> Source extract
╔══

The first weekend in June, a sea change of shorn heads, septum rings, inked skin and skinny jeans flooded the Teen Vogue Summit, a three-day symposium focused on the hot topics that young Gen Z women care about. While the inaugural summit was held in Los Angeles last year, featuring former presidential candidate Hillary Rodham Clinton, California Rep. Maxine Waters, producer Ava DuVernay, Black Lives Matter co-founder DeRey McKesson and young actresses Storm Reid and Black-ish star Yara Shahidi, among others, the second took place June 1-3 at the New School on lower Fifth Avenue in Manhattan.

Organized around the theme #TurnUp and emphasizing grassroots social activism, the panels addressed a grab-bag of progressive topics: cultural representation in the media and combating fake news; menstrual power and reproductive justice; LGBTQ+ rights; bipartisan environmentalism in the face of climate change; and humane immigration policy, among others.

Featured influencers included #GlamUpTheMidterms’ Billy Eichner, New York mayoral candidate Cynthia Nixon (aka Miranda from Sex and the City), environmental activist and former vice president Al Gore, best-selling Hate U Give YA author Angie Thomas, ally-rapper Common, Planned Parenthood’s former president Cecile Richards and Parkland gun-reform advocate Emma González — the inspiration behind so many of those buzz cuts and arguably the event’s biggest draw (though comedian Hasan Minhaj and his biceps got lots of fangirling, too).

Attendees came from all corners of the country, including Los Angeles.

“It’s really thrilling to see,” said Jen Tolentino, director of policy and civic tech at Rock the Vote and a resident of the Fairfax District. On-site to help register any freshly minted or soon-to-turn-18-year-olds — and in sync with the 20-state voter registration bus tour the Parkland survivors would announce mere days later — Tolentino observed a “very high number” of L.A. teens at the summit who were either excited to vote or had already sent in their absentee ballot for the primary election on June 5.

“Rock the Vote created a California voter guide with responses from all the candidates,” Tolentino told L.A. Weekly. “We asked them their positions on gun reform, gun violence prevention, criminal justice reform, women’s rights, climate change — the issues that matter to young voters.” Armed with that information, Angelenos in the Apple for the summit could make decisions about the now-past primary and, going forward, the midterm elections in November. “They can be informed about which candidates align with their values,” Tolentino said.

“Definitely the survivors from Parkland, Florida,” Aicha Sacko, a 17-year-old New Yorker rocking glamazon streaks of gold luminizer, confirmed when asked which speakers had most impacted her.

“They did the March for Our Lives within five weeks [of the Marjory Stoneman Douglas school shooting]. Definitely her. Emma González showed me who I want to be. To speak up,” Sacko told L.A. Weekly. “I was in the back of the auditorium, emotional. It was really moving.”

╚══

> Problem A
Print the Teen Vogue Summit article from "The first weekend" to "Avenue in Manhattan.".
> Problem B
Carry on the Teen Vogue Summit article from its final sentence.

> Data section
╔══

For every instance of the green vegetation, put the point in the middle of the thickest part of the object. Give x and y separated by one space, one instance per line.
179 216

╚══

> Exercise response A
The first weekend in June, a sea change of shorn heads, septum rings, inked skin and skinny jeans flooded the Teen Vogue Summit, a three-day symposium focused on the hot topics that young Gen Z women care about. While the inaugural summit was held in Los Angeles last year, featuring former presidential candidate Hillary Rodham Clinton, California Rep. Maxine Waters, producer Ava DuVernay, Black Lives Matter co-founder DeRey McKesson and young actresses Storm Reid and Black-ish star Yara Shahidi, among others, the second took place June 1-3 at the New School on lower Fifth Avenue in Manhattan.

> Exercise response B
Validating talks advocating sexual, gender and cultural parity prompted choruses of finger snaps, and Drag Race-winning queen Sasha Velour in full royal pink regalia probably racked up the most Instagram posts, but the fear of gun violence and the need for gun reform may have been the motivation behind many of the teens’ attendance. Sixteen-year-old Shandra Rogers, who organized her Lower East Side school district’s walkout for stricter gun legislation in April, said the person who most impressed her at the summit wasn’t even there — except in spirit.

“Hadiya Pendleton. She died five years ago,” Rogers said of the 15-year-old from Chicago who, mistaken for a rival gang member, was shot in a Chicago park a week after performing at President Barack Obama’s second inauguration. Her murder led to the Wear Orange movement because — as Pendleton’s friend Nza-Ari Khepra explained on the “Gun Control Beyond Mass Shootings” panel — “Orange is the color hunters wear in the woods so that they’re seen. We kids deserve protection too. To be seen. We shouldn’t be hunted in our own cities.”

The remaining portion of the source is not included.